**Aim of the task**
Only one stretch of the data below should be repeated: the lines from the line containing "Query: <item>distant person</item>" through the line containing "of the <item>grass", inclusive, exactly as they are.

<<<<

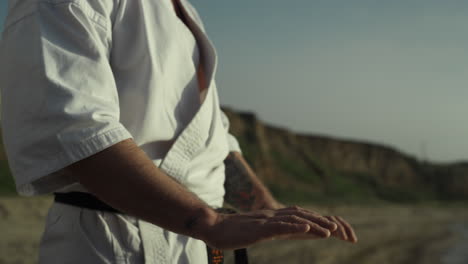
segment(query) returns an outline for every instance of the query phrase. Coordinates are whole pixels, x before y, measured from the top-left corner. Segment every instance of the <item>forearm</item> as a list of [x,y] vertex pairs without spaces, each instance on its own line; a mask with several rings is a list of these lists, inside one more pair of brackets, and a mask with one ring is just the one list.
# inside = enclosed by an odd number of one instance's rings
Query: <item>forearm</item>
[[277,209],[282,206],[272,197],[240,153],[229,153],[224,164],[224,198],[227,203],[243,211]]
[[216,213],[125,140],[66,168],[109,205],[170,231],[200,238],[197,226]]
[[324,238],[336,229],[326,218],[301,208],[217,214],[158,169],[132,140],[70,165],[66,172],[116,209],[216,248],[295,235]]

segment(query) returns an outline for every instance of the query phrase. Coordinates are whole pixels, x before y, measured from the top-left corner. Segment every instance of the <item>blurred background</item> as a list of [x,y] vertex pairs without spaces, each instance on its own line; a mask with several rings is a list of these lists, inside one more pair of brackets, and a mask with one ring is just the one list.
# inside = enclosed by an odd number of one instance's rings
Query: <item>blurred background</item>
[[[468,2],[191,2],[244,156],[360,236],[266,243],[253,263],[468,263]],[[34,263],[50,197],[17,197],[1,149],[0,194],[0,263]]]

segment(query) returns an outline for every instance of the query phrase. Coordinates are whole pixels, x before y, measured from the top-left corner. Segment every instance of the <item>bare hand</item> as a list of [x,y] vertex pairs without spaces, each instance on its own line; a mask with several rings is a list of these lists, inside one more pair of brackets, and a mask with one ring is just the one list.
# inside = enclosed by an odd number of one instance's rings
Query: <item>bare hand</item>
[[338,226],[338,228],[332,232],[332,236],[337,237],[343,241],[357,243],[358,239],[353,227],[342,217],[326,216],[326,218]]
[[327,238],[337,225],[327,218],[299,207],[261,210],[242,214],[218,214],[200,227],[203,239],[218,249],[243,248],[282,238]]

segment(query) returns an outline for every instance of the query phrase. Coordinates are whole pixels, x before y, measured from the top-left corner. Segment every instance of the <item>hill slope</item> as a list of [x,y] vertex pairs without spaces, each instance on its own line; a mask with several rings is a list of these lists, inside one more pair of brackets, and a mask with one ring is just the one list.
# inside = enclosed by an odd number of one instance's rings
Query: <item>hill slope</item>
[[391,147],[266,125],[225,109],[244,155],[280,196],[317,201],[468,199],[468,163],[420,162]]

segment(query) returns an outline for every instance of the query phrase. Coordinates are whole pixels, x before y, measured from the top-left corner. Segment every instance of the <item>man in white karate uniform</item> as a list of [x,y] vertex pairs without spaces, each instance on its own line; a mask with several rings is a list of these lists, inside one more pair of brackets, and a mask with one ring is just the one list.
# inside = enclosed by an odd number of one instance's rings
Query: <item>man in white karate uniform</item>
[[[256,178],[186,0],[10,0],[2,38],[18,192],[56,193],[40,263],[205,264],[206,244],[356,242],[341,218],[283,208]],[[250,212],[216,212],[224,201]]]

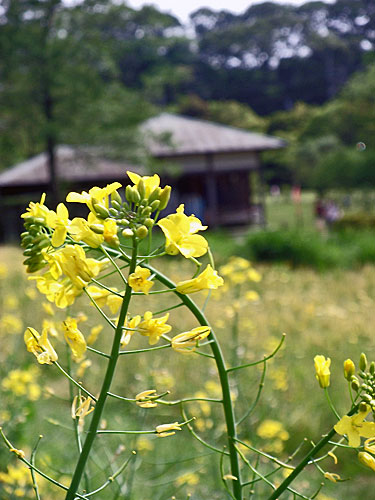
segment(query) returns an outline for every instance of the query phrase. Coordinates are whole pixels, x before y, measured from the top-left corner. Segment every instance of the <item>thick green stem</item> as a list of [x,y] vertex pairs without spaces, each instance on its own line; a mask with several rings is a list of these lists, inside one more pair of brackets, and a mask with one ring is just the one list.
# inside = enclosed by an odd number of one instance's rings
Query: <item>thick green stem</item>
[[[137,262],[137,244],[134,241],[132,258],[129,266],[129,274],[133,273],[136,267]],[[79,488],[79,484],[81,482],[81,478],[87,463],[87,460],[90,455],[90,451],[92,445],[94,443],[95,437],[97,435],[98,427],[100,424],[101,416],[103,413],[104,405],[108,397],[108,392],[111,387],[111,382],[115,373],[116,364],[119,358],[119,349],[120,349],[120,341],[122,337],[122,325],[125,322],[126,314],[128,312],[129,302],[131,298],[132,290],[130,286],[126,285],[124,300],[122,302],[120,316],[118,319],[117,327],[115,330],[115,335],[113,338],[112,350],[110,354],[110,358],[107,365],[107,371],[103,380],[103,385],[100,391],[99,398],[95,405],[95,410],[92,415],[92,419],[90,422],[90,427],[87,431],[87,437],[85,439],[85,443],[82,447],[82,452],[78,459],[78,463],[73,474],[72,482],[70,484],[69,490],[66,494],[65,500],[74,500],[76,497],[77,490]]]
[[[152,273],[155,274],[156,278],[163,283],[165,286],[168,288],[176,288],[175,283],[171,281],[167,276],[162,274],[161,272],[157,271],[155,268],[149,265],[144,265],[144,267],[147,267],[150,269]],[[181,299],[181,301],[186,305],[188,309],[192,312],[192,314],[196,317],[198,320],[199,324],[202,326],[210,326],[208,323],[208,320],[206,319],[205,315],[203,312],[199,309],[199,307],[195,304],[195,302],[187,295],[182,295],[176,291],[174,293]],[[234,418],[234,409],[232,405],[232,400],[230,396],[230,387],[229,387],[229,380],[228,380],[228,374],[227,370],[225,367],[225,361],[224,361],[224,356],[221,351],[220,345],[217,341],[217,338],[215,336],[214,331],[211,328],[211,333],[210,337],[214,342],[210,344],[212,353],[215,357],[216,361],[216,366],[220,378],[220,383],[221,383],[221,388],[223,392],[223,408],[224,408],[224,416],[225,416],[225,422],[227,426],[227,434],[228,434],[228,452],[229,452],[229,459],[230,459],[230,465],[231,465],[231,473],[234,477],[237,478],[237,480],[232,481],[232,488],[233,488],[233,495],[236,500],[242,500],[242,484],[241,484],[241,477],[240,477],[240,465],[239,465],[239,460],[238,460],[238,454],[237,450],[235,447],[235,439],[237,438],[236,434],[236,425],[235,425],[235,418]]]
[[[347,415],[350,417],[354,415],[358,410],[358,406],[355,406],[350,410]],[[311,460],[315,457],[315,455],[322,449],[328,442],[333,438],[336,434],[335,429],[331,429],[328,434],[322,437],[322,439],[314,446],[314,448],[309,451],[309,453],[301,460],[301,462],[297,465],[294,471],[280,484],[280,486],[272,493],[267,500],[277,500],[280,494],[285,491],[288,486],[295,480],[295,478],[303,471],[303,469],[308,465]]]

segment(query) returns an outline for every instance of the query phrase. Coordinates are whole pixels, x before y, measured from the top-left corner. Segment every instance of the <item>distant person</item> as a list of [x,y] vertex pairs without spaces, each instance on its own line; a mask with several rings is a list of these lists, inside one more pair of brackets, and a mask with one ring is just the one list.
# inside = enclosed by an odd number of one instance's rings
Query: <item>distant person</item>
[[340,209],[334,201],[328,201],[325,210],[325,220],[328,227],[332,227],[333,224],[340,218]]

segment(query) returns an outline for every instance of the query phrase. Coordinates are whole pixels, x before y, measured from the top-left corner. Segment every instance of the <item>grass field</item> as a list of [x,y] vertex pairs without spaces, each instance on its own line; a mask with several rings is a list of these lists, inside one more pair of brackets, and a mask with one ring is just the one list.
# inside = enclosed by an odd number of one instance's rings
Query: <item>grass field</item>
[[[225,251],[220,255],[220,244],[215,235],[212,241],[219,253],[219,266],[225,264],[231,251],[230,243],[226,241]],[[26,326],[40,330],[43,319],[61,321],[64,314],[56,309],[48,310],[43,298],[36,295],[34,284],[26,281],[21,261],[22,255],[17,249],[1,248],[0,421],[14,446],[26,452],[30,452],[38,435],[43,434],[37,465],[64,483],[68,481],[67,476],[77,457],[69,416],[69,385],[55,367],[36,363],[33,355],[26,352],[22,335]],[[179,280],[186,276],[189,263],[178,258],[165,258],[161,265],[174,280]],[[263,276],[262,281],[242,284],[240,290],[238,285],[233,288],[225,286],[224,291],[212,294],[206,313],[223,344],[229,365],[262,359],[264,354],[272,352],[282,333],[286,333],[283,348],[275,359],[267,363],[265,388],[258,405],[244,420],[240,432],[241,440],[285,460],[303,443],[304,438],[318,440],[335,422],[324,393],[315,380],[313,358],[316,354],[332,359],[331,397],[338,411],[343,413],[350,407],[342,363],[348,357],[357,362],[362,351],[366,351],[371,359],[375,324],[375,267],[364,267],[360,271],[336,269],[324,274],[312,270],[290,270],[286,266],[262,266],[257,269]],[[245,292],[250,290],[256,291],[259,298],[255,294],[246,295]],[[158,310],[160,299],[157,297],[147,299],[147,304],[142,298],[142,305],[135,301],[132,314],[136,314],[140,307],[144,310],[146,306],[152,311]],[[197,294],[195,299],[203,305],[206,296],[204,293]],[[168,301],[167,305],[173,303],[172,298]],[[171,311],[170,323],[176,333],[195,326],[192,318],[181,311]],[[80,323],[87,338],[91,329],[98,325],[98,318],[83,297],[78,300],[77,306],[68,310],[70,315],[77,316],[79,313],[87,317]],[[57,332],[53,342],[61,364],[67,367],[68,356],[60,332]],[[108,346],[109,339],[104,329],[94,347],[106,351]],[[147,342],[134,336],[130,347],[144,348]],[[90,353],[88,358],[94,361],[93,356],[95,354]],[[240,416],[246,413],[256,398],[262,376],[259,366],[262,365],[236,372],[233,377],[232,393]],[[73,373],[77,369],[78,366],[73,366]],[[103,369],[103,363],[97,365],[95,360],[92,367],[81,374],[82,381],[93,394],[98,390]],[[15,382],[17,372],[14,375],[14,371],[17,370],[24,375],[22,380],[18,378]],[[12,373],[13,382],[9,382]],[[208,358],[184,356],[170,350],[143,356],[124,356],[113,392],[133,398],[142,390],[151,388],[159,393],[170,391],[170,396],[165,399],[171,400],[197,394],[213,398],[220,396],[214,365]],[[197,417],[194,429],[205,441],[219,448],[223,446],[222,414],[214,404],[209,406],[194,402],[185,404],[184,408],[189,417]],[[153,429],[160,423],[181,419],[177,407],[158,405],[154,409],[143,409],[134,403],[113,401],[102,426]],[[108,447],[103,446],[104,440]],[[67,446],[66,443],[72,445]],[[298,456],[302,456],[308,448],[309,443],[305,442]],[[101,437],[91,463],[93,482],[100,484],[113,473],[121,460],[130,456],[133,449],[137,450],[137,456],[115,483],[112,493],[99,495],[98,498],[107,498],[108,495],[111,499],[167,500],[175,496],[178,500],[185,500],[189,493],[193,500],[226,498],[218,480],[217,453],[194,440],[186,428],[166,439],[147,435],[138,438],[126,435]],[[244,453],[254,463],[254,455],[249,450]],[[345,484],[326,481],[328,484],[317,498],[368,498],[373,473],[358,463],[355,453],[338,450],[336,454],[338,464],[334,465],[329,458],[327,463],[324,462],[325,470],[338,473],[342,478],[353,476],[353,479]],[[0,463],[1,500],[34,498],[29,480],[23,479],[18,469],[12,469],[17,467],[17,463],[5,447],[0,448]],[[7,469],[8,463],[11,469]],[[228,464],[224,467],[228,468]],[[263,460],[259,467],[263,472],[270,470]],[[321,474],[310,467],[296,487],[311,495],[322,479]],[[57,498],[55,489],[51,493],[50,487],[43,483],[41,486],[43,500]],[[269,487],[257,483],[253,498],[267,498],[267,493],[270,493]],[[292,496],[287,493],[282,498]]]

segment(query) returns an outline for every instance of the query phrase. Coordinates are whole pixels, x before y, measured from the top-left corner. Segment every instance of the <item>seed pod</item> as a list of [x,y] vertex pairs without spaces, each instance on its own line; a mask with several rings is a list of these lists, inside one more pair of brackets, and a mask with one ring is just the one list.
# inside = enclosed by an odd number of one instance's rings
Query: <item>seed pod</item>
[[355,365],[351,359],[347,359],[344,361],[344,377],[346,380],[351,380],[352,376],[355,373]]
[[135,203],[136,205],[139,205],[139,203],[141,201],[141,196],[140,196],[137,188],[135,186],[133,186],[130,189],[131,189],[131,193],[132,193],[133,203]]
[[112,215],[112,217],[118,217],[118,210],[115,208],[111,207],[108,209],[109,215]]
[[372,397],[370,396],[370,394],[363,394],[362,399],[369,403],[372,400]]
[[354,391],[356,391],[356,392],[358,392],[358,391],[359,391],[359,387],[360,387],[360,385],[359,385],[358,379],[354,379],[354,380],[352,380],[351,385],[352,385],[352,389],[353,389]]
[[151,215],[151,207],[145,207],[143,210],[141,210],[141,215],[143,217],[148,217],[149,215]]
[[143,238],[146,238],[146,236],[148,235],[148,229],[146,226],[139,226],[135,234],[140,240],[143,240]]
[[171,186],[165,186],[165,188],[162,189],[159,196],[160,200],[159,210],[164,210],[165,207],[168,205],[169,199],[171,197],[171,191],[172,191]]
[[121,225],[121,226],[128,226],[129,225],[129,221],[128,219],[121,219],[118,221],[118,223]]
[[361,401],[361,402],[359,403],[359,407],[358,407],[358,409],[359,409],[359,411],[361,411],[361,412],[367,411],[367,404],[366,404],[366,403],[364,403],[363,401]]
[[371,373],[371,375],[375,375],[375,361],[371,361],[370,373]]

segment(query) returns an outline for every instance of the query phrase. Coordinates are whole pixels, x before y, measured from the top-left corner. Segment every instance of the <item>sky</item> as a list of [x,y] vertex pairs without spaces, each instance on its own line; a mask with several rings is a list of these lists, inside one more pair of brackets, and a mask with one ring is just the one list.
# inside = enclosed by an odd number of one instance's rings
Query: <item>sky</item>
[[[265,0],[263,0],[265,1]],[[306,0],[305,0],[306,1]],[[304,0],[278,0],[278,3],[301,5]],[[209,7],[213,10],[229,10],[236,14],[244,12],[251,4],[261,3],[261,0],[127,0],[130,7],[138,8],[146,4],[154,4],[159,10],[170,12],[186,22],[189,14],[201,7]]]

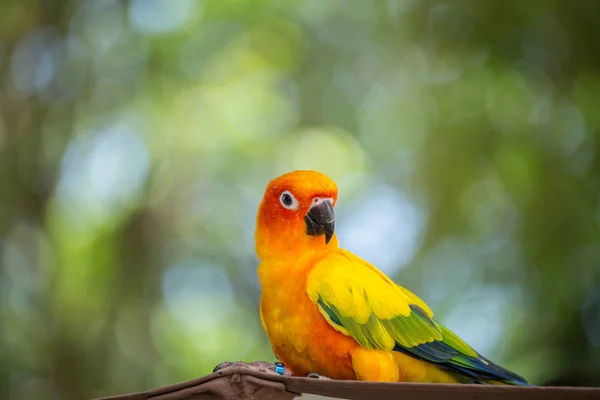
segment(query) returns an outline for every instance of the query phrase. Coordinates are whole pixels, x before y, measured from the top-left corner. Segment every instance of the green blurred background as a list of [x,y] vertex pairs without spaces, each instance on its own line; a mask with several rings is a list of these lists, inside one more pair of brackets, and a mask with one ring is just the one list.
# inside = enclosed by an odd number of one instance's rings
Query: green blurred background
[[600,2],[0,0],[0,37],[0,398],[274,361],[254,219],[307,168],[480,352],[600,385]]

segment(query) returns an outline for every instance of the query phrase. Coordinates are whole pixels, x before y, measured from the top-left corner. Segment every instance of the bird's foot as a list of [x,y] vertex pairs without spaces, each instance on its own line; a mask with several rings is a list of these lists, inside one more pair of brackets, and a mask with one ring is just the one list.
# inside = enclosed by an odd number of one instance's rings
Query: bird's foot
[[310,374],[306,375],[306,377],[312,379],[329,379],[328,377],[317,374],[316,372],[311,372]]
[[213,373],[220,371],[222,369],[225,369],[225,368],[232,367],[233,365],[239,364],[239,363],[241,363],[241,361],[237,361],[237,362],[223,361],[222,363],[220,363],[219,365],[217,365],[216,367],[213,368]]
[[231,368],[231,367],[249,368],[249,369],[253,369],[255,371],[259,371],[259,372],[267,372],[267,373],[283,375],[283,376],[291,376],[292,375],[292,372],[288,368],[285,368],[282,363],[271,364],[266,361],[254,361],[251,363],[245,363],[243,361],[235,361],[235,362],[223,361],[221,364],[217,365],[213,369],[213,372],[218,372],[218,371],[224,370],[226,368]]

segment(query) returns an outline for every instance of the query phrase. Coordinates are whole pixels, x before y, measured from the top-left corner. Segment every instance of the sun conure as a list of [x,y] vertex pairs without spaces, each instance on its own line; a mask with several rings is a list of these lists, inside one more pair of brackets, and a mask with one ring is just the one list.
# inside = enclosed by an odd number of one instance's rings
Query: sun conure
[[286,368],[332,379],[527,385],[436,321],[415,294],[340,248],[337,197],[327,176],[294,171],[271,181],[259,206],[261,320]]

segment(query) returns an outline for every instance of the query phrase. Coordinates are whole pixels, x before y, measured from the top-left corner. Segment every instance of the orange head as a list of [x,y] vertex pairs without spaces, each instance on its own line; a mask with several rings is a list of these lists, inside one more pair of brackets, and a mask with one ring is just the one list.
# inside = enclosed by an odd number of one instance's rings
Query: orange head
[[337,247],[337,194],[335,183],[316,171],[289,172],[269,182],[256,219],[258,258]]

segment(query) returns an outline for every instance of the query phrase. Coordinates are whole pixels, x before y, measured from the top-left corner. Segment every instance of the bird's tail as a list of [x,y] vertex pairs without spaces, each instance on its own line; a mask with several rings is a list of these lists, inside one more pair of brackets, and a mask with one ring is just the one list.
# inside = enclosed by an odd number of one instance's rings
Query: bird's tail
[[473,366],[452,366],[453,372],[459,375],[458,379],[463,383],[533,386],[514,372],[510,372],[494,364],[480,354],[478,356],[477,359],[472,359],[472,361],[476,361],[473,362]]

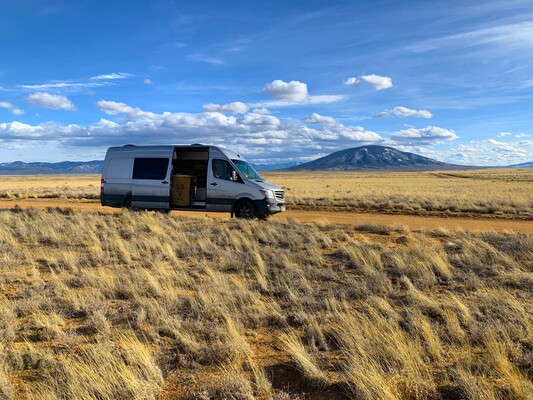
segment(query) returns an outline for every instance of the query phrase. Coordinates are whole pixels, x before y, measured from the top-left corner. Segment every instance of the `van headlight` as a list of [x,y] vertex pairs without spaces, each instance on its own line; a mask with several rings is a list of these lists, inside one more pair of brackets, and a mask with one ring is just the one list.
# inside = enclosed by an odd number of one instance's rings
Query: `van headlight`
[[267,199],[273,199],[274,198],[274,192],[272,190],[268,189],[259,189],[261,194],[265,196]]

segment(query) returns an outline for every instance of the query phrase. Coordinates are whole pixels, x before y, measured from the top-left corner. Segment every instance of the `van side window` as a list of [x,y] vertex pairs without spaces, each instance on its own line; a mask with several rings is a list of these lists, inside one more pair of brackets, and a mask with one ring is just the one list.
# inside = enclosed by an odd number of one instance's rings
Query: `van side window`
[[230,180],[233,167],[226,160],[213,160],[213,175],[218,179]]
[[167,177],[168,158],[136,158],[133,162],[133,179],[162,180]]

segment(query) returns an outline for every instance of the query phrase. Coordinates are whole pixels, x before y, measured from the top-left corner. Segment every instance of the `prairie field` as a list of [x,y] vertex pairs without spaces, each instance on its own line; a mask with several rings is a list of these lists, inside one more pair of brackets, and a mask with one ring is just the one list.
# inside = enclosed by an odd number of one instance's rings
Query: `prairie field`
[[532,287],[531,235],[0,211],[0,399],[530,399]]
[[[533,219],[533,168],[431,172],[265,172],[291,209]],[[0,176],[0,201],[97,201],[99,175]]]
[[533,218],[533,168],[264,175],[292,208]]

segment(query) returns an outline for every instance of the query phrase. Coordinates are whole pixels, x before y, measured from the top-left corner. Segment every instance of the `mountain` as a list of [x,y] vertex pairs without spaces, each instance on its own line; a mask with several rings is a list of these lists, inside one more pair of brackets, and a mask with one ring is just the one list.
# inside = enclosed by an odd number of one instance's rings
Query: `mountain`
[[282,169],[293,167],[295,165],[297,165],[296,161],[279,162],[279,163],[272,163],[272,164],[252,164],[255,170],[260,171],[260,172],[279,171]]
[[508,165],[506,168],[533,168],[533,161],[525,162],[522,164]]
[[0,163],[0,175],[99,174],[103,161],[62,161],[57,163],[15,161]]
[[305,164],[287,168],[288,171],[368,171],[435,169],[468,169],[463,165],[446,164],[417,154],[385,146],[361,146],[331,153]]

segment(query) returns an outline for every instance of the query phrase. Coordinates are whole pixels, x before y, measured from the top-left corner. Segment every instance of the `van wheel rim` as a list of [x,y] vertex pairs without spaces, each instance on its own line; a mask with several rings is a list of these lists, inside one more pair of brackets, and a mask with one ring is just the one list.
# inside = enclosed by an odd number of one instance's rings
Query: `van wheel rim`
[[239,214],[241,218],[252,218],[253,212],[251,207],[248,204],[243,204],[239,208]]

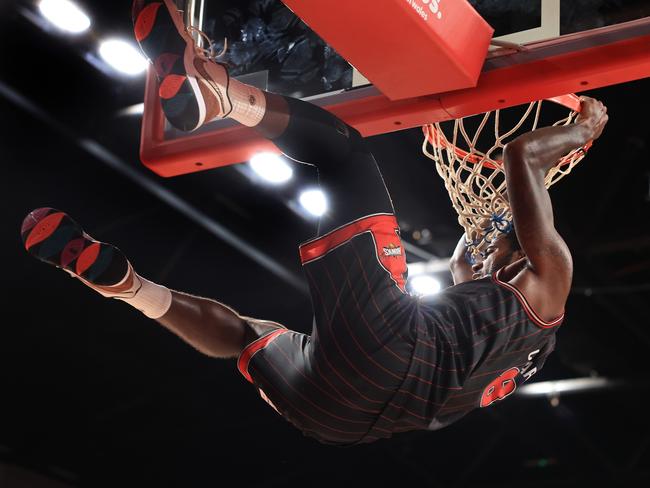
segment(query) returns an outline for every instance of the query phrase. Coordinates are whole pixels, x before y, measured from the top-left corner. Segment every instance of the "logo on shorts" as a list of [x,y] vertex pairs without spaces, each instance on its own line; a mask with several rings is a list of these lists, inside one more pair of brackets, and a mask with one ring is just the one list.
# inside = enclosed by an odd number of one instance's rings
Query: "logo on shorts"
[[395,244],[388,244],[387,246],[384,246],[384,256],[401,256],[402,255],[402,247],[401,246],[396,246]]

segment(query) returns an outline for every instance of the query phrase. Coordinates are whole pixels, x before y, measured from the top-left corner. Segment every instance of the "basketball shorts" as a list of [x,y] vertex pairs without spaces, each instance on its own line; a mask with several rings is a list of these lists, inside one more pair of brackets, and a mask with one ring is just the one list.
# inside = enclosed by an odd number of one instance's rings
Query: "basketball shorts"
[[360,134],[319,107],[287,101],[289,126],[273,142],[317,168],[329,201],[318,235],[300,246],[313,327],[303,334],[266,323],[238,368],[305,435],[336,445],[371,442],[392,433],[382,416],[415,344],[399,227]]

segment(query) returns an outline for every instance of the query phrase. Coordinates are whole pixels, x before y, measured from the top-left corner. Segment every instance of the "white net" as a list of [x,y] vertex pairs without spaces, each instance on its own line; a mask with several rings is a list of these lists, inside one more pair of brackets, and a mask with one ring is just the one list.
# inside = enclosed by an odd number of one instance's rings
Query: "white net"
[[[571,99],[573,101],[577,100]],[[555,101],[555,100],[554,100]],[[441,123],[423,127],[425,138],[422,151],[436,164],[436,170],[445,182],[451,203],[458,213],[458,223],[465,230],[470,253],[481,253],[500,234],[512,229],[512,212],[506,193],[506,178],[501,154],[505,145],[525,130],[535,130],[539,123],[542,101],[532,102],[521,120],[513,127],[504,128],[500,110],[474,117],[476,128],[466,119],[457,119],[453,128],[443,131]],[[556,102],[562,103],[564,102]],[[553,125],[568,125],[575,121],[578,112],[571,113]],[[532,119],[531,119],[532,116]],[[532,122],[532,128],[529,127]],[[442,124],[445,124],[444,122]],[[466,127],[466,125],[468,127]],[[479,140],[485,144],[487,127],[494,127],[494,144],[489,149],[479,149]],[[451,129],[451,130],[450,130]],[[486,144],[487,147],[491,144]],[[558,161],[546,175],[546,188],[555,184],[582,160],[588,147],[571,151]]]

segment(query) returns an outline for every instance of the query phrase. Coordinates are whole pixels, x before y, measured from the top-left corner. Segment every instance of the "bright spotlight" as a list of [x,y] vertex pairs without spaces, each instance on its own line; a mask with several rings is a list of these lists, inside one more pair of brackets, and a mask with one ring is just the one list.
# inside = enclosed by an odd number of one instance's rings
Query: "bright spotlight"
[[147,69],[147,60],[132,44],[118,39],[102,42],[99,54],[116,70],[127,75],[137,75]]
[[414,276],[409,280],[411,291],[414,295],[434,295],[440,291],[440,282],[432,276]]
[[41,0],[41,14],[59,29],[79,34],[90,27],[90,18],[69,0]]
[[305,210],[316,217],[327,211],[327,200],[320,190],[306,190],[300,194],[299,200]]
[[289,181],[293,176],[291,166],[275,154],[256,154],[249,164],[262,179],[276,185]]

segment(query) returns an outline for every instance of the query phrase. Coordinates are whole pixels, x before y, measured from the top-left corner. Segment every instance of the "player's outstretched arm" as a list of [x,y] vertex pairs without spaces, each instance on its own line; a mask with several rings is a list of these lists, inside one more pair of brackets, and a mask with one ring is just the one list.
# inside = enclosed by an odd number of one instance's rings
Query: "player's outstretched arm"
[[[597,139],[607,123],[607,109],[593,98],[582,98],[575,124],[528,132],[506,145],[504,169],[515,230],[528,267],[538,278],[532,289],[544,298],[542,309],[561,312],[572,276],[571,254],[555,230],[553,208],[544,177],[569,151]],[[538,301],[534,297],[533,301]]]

>>>>

**Written response**
Query: <item>distant person</item>
[[340,209],[334,201],[328,201],[325,210],[325,220],[328,227],[332,227],[333,224],[340,218]]

segment(query) returns an outline for every instance of the query phrase. Coordinates are whole pixels, x before y, measured from the top-left corner. Segment every instance of the <item>grass field</item> as a list of [x,y] vertex pairs without spaces, each instance on its own line; a mask with several rings is a list of these lists, inside one more pair of brackets, and a mask with one ring is just the one list.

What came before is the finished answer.